__ROWS__
>>>>>

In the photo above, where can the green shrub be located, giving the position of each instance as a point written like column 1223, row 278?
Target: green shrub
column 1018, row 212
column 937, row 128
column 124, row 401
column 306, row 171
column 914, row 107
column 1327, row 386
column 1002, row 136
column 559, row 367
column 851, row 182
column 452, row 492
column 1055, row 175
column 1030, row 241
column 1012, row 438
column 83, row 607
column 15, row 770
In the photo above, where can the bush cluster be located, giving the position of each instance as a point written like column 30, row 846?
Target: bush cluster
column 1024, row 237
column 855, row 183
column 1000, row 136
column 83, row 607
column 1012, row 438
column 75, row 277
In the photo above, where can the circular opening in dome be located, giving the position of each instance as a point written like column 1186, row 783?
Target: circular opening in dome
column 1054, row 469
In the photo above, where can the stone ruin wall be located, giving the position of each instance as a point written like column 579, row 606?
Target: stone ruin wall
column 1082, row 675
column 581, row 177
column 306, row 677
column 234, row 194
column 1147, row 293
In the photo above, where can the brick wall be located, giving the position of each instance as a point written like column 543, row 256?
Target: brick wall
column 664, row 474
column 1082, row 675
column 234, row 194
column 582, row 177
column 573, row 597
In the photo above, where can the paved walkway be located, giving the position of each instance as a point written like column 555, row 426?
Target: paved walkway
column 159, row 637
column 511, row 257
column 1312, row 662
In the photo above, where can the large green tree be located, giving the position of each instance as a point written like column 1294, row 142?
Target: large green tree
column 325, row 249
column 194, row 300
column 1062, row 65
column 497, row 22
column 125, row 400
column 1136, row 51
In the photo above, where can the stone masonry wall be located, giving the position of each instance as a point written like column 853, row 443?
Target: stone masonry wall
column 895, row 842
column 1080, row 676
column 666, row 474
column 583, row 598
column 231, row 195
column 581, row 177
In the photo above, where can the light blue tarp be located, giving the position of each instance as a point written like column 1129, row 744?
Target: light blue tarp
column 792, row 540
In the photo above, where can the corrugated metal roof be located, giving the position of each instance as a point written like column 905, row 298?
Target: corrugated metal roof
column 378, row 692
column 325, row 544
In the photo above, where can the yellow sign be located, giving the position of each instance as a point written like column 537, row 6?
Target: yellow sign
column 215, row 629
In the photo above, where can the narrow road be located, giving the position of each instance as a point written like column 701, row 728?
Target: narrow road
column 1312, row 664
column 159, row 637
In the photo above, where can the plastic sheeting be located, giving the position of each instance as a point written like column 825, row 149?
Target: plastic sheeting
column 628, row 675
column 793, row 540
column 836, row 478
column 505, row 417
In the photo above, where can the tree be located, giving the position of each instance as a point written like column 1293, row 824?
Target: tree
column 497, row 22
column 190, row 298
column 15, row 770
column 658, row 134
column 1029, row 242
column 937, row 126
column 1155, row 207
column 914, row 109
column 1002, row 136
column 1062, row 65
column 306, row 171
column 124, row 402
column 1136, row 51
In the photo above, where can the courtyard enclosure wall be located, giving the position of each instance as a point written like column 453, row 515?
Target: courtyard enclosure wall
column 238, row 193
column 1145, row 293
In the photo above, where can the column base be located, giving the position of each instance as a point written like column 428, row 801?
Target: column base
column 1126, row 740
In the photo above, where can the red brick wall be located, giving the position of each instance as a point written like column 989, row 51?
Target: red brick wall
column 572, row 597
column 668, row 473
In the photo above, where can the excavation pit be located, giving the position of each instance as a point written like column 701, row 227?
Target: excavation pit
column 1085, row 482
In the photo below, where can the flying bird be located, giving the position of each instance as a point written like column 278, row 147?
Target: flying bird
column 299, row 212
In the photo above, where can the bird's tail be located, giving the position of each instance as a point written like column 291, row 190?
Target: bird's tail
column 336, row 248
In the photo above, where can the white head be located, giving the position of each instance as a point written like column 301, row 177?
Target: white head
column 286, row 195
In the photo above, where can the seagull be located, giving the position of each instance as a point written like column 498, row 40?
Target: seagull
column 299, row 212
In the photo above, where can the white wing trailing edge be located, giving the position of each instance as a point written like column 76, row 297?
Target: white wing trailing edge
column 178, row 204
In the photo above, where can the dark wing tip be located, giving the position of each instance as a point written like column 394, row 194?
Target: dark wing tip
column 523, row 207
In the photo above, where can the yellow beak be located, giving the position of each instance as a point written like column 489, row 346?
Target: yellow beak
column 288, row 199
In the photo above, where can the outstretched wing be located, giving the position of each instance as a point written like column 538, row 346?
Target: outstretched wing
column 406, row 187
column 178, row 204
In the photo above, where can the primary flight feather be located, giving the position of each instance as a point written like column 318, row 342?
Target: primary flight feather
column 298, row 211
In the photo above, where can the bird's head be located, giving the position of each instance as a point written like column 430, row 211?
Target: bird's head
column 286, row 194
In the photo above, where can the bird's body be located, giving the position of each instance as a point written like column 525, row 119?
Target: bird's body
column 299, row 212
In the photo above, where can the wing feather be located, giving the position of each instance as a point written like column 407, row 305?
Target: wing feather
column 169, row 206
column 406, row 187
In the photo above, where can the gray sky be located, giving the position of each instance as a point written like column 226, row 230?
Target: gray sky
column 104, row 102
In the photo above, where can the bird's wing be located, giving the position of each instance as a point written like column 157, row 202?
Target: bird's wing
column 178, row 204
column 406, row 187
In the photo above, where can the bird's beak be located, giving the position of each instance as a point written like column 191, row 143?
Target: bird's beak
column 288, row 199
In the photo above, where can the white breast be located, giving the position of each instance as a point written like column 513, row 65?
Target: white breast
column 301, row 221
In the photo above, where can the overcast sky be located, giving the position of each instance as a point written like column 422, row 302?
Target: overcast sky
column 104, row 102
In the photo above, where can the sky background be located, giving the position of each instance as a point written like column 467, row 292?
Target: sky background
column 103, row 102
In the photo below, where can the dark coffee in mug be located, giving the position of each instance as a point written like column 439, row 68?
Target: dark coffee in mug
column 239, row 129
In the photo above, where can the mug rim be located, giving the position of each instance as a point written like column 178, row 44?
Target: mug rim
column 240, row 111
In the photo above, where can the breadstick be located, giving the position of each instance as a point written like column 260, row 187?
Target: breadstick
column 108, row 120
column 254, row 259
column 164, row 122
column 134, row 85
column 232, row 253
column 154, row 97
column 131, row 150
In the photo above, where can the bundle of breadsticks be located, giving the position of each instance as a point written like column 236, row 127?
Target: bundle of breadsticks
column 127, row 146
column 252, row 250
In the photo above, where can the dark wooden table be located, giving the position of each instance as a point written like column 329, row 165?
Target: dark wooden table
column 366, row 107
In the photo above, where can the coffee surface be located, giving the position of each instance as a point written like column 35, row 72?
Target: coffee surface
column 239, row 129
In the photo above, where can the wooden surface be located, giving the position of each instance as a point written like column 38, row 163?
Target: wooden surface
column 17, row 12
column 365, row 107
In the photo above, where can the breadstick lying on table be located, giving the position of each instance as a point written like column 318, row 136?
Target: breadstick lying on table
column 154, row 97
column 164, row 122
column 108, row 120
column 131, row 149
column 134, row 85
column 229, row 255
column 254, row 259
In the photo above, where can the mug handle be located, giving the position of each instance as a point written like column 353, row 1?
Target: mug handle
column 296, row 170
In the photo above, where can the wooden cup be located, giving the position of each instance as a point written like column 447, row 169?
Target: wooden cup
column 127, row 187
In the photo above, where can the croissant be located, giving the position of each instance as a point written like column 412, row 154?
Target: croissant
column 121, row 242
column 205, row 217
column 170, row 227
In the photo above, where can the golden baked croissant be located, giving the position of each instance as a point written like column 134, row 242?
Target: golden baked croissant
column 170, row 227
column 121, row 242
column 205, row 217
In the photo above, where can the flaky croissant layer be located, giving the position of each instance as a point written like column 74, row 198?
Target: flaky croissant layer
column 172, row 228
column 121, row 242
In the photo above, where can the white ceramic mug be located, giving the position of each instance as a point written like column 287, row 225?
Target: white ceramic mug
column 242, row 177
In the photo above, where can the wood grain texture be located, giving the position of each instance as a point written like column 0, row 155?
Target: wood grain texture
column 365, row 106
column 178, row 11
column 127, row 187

<<<<<
>>>>>

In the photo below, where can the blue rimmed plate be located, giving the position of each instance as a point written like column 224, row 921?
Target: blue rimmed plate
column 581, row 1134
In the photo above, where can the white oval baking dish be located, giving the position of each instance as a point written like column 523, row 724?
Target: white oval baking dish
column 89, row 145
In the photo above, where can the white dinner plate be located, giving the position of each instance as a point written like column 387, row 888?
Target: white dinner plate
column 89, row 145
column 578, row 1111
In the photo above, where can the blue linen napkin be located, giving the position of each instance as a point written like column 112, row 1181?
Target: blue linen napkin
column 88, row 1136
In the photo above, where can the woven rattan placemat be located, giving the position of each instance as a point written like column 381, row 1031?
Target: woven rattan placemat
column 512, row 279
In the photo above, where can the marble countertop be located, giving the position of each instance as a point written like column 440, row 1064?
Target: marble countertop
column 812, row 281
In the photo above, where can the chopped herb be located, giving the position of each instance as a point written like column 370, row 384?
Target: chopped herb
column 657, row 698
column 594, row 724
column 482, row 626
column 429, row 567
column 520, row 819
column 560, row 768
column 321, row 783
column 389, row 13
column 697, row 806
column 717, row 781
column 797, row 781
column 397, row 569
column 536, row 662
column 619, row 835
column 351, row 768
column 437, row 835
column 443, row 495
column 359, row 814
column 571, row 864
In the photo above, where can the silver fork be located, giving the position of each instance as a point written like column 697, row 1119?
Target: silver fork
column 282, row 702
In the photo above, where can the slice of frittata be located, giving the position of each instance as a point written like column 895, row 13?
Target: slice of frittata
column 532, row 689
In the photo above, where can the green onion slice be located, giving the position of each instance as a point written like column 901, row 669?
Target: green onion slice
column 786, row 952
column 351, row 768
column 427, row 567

<<<<<
>>>>>

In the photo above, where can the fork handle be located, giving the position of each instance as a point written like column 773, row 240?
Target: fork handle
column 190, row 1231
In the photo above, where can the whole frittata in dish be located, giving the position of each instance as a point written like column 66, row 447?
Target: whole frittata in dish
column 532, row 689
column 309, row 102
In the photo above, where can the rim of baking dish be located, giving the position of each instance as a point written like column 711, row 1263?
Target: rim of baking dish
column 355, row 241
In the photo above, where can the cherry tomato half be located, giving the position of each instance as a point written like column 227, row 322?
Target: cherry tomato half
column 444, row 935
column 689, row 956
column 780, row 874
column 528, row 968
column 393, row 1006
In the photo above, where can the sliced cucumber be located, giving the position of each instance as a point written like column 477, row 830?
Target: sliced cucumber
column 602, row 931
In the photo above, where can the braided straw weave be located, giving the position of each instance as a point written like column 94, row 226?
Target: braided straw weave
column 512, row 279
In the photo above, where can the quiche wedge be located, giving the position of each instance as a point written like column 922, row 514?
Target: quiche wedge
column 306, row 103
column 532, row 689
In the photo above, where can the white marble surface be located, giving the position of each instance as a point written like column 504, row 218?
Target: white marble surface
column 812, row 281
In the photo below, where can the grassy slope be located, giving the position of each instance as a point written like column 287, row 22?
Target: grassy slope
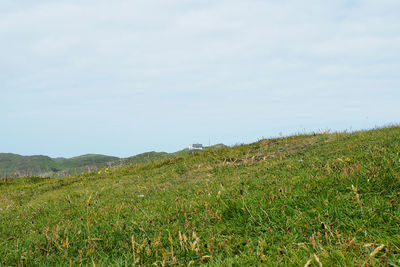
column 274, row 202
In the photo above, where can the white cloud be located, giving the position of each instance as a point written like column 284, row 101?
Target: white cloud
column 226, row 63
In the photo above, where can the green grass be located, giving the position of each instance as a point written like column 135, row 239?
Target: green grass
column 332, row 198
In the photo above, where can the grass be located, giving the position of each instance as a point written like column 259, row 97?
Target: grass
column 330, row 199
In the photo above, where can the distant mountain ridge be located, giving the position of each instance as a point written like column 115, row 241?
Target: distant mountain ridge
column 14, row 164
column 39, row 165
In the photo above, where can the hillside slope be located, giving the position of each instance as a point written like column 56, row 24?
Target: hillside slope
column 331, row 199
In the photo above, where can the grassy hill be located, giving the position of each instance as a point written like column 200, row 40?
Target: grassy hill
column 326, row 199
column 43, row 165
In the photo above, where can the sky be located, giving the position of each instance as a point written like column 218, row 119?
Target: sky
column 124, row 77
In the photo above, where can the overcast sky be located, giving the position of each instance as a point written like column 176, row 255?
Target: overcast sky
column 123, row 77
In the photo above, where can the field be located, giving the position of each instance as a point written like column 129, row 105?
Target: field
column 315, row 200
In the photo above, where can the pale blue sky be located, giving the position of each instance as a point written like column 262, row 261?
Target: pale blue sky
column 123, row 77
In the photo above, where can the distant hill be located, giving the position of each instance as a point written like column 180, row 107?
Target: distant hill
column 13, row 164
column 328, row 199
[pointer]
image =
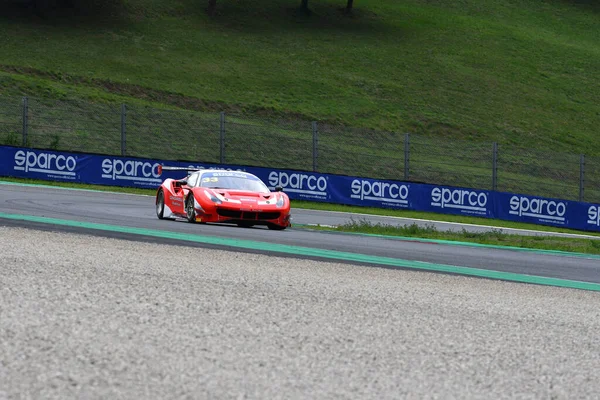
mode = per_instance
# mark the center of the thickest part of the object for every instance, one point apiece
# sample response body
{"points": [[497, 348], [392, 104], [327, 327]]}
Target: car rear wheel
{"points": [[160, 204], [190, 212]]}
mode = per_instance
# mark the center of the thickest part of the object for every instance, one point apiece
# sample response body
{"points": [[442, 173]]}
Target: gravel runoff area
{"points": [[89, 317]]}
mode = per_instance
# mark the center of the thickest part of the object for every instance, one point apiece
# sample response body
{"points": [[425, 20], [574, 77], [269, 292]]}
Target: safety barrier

<<<<<

__OBJECTIVE__
Reproduce verbatim the lines of the entries from the line containing "In the photo above, where can the silver" to the line containing "column 427, row 567", including both of those lines.

__ANSWER FOR THE TASK__
In the photo above, where can the silver fork be located, giving the position of each instance as a point written like column 697, row 1119?
Target: silver fork
column 282, row 702
In the photo above, where can the slice of frittata be located, giving the position of each instance as a point written like column 895, row 13?
Target: slice of frittata
column 532, row 689
In the photo above, where can the green onion slice be located, giving the position of each instance as a point written like column 901, row 669?
Target: green onion slice
column 786, row 952
column 351, row 768
column 427, row 567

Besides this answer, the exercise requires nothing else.